# [EXERCISE OBJECTIVE]
Copy the part of the WOMAD festival update between "South Korean folk/pop group ADGI (Photo: Vanessa" and "Majumdar (Photo: Vanessa Laurie and Leanne Silver)", inclusive, changing "flutist" to "flute player" wherever it appears.
--- STUDY TEXT Enclosed Below ---
Simon Draper's April 2023 Update

In an Executive Director's Update I wrote at the beginning of this this year, I mentioned that if 2022 was about putting the groundwork in place to ramp up the Foundation’s engagement with Asia after the difficult Covid years, 2023 would be about seeing that planning bear fruit. Well, things have certainly ramped up, with all our programmes flat stick with activities that help Kiwis thrive in Asia.

In this update, I’ll shine a light on some of the work our arts programme has been doing – partly because it’s been a particularly busy month in the arts, but also because the arts sector has had a tough time of it recently. While Covid is no longer impacting how we live to such a degree, the arts sector continues to feel its effect, with galleries and arts spaces closing and funding harder to come by.

At the Foundation, we know the importance of the arts as a means of bridging cultural gaps and helping New Zealanders gain greater understanding of Asia and Asian cultures. That’s why we invest in bringing Asian artists to New Zealand and provide opportunities for New Zealand arts practitioners to experience Asia, to develop their understanding of Asia’s arts sectors and make industry contacts. 

The recent WOMAD (World of Music, Arts and Dance) festival was a great example of how the Foundation helps expose New Zealand audiences to some of the incredible traditional and contemporary music of Asia. 

A band of stage with coloured lights and a large screen with a projection of the performance behind them

South Korean folk/pop group ADGI (Photo: Vanessa Laurie and Leanne Silver)

The Foundation supported organisers to bring three acts to the New Plymouth festival: Rizwan Muazzam and Mujahid Ali Khan, who play traditional music of the Sufis of Pakistan and India; South Korean folk/pop group ADGI; and influential Indian flutist Ronu Majumdar. Our director arts Craig Cooper, who attended the festival, reports that the three acts were extremely well received by festival goers.

A woman playing a sitar on stage with the WOMAD banner behind her

A sitar player accompanying flutist Ronu Majumdar (Photo: Vanessa Laurie and Leanne Silver)

In the outward-looking space, we’re currently accepting applications for out Arts Practitioners Fund and the Curators Tour.

The Arts Practitioners Fund provides support for experiential opportunities for individual New Zealand-based arts practitioners to deepen artistic and professional connections with Asia, through the likes of residencies, work placements, research tours and exchanges. And the Curators tour will take group of New Zealand curators to experience the Frieze Art Fair in Seoul, to build market knowledge of South Korea’s contemporary arts practices, develop networks in the region and explore ideas for future collaborations.
--- End of Enclosed STUDY TEXT ---
--- THE DATA Enclosed Below ---
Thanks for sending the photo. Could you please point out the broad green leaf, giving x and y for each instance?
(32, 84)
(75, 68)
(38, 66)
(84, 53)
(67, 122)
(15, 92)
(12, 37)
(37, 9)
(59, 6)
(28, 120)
--- End of Enclosed THE DATA ---
# [RESPONSE BOX]
South Korean folk/pop group ADGI (Photo: Vanessa Laurie and Leanne Silver)

The Foundation supported organisers to bring three acts to the New Plymouth festival: Rizwan Muazzam and Mujahid Ali Khan, who play traditional music of the Sufis of Pakistan and India; South Korean folk/pop group ADGI; and influential Indian flute player Ronu Majumdar. Our director arts Craig Cooper, who attended the festival, reports that the three acts were extremely well received by festival goers.

A woman playing a sitar on stage with the WOMAD banner behind her

A sitar player accompanying flute player Ronu Majumdar (Photo: Vanessa Laurie and Leanne Silver)